TASK GOAL: The data must be returned in full and exactly as given.

RECORDS SHOWN:
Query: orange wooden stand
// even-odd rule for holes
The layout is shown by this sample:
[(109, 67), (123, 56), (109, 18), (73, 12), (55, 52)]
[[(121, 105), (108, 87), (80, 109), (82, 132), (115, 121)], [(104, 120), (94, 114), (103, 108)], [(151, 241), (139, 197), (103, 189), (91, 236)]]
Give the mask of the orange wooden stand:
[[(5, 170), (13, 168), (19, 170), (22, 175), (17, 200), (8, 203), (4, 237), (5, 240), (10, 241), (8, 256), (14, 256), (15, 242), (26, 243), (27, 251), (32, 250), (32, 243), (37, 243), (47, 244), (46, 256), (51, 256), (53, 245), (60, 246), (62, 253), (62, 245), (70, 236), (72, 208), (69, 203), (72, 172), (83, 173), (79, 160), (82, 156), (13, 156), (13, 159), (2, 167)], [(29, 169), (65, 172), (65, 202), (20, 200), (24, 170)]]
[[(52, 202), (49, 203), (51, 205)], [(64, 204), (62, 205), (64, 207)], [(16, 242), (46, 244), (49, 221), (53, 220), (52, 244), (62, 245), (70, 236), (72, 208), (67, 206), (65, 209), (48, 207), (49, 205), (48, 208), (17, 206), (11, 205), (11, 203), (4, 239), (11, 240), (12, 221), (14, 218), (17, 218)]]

FINISHED EXERCISE:
Query: orange wooden stand
// even-odd rule for holes
The layout is shown by this sample:
[(109, 67), (123, 56), (109, 18), (73, 12), (55, 52)]
[[(121, 105), (108, 87), (80, 109), (82, 132), (115, 121)], [(104, 120), (94, 114), (103, 108)], [(151, 241), (139, 197), (103, 189), (91, 236)]]
Give the mask of the orange wooden stand:
[[(5, 170), (13, 168), (19, 170), (22, 175), (17, 200), (8, 203), (4, 237), (5, 240), (10, 241), (8, 256), (14, 256), (15, 242), (26, 243), (27, 251), (32, 250), (32, 243), (37, 243), (47, 244), (46, 256), (51, 256), (53, 245), (60, 246), (62, 253), (62, 245), (70, 236), (72, 208), (69, 203), (72, 172), (83, 173), (79, 160), (82, 156), (13, 156), (13, 159), (2, 167)], [(29, 169), (65, 172), (65, 202), (20, 200), (24, 170)]]
[[(52, 202), (49, 203), (51, 205)], [(64, 204), (62, 205), (64, 207)], [(16, 242), (46, 244), (49, 221), (53, 220), (52, 244), (62, 245), (70, 236), (72, 208), (67, 206), (65, 209), (48, 207), (49, 205), (48, 208), (17, 206), (11, 205), (11, 203), (4, 239), (11, 240), (12, 221), (14, 218), (17, 218)]]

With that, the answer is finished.